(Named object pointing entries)
^^^^

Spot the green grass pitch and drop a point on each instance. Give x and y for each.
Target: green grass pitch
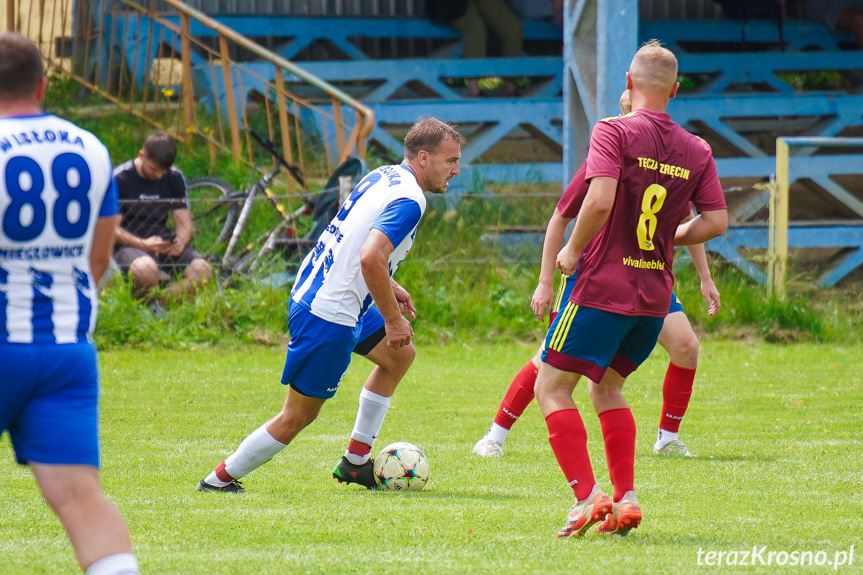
(777, 430)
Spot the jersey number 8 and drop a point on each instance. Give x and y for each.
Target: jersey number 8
(651, 203)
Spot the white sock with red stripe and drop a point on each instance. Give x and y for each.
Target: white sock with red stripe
(370, 417)
(255, 450)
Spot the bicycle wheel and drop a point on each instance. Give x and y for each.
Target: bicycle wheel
(215, 205)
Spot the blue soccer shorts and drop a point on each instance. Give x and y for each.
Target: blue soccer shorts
(319, 351)
(49, 402)
(587, 341)
(564, 289)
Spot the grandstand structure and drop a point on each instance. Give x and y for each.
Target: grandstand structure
(746, 83)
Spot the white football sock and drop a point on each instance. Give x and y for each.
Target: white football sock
(497, 433)
(370, 416)
(255, 450)
(664, 437)
(116, 564)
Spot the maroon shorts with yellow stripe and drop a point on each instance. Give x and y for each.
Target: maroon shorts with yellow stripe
(588, 341)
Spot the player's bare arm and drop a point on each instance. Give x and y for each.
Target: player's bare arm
(406, 304)
(153, 244)
(704, 227)
(708, 288)
(592, 216)
(543, 296)
(103, 243)
(374, 261)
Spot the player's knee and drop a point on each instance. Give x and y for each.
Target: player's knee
(407, 355)
(201, 270)
(70, 498)
(686, 351)
(145, 272)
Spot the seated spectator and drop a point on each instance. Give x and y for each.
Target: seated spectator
(841, 16)
(539, 10)
(474, 19)
(149, 189)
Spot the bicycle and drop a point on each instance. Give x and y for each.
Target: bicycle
(222, 215)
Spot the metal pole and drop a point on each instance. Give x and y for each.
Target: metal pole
(780, 221)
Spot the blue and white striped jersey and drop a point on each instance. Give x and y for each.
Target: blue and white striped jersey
(55, 182)
(330, 282)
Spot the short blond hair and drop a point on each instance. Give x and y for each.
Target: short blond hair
(653, 67)
(427, 134)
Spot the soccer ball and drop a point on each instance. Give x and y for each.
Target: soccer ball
(401, 466)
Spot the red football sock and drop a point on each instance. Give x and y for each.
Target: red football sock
(518, 396)
(568, 440)
(618, 434)
(359, 448)
(676, 391)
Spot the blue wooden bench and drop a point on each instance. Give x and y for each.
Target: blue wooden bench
(739, 90)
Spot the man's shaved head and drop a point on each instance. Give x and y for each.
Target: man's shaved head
(654, 68)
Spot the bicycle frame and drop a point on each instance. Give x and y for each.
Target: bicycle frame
(262, 185)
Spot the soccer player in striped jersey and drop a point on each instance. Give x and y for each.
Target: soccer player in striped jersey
(677, 336)
(331, 313)
(58, 207)
(645, 171)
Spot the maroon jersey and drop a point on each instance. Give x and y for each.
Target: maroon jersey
(660, 168)
(573, 196)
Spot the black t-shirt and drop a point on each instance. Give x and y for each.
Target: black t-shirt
(145, 204)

^^^^

**WRITTEN TASK**.
Reproduce the material in full, word for word, and omit the pictures.

**OUTPUT**.
Spot the green grass pitch and drop a point on each instance. Give x and y for each.
Target: green grass pitch
(777, 430)
Spot the jersey number 8 and drop a point on each instance. Give x and y for each.
Target: jersey number 8
(651, 203)
Spot the white sock with red stripe and drop a point on each instance. Give x and y for each.
Target: white sock with red stripe
(370, 417)
(255, 450)
Spot the bicycle wheel and drop a point on each instance. Give x and y for each.
Target: bicycle wheel
(215, 205)
Spot the blue soccer shorts and drop a point on each instance. Give x and y for each.
Target: blue soccer shorts
(319, 351)
(49, 402)
(587, 341)
(564, 289)
Spot the grandstand structure and drop a point on each instance. Give x and y for each.
Target: grandstand structure
(746, 83)
Spot the white football sock and drop a point on each instance. Give x and y for each.
Target: white football sock
(497, 433)
(370, 416)
(255, 450)
(664, 437)
(116, 564)
Spot the maroon shorts with yellow stripe and drop a point on each instance. Give x and y for each.
Target: maroon shorts with yellow stripe
(588, 341)
Spot the player's bare arm and drop a point on each instance. Give x and y for each.
Target: player's bare arm
(406, 304)
(153, 244)
(704, 227)
(708, 288)
(592, 216)
(543, 296)
(103, 243)
(374, 261)
Spot the player's knee and drop a point on each instance. Give x and y for each.
Target: player's knee
(407, 355)
(201, 270)
(70, 498)
(686, 351)
(145, 272)
Spot the seated spectator and drop a point on each instance. Give x and y for each.
Target: seated spectator
(841, 16)
(539, 10)
(474, 19)
(149, 189)
Spot the bicycle and drop a point on each instance. Give x and y for each.
Target: bicycle
(222, 215)
Spot the metal pole and drop a point on each instance. Give x and y for each.
Target: metal pole
(780, 221)
Spot the blue and white striped jersey and drop a point on each instance. Give x and y for each.
Target: blue and white striped jersey
(55, 182)
(330, 282)
Spot the short blond hair and drop a point on each instance. Give x and y for each.
Target: short blond hair
(653, 67)
(427, 134)
Spot the soccer ball and drop a point on each instance. Give x and y for each.
Target: soccer ball
(401, 466)
Spot the red football sock and drop a point on each instance. Give x and y for each.
Target: red football sock
(518, 396)
(568, 440)
(618, 434)
(359, 448)
(676, 391)
Spot the blue wooden bench and drop a point on each instance. Give x and y for each.
Target: blue wooden bench
(739, 90)
Spot the man's shaved head and drop a point on each instance. Give x and y for each.
Target: man's shaved head
(654, 68)
Spot the bicycle frame and drop a point on each instance. Give x and y for each.
Target: bicycle frame
(262, 185)
Spot the soccer player in striped jersey and drop a point on each instance. Give x and y for each.
Target: soccer player in striped jersey
(677, 336)
(331, 313)
(58, 207)
(645, 171)
Spot the maroon jersey and drop a point on each instance. Give x and y for each.
Target: maroon jersey
(660, 168)
(573, 196)
Spot the black t-shirt and drop a point on each instance. Give x and y for each.
Target: black t-shirt
(145, 204)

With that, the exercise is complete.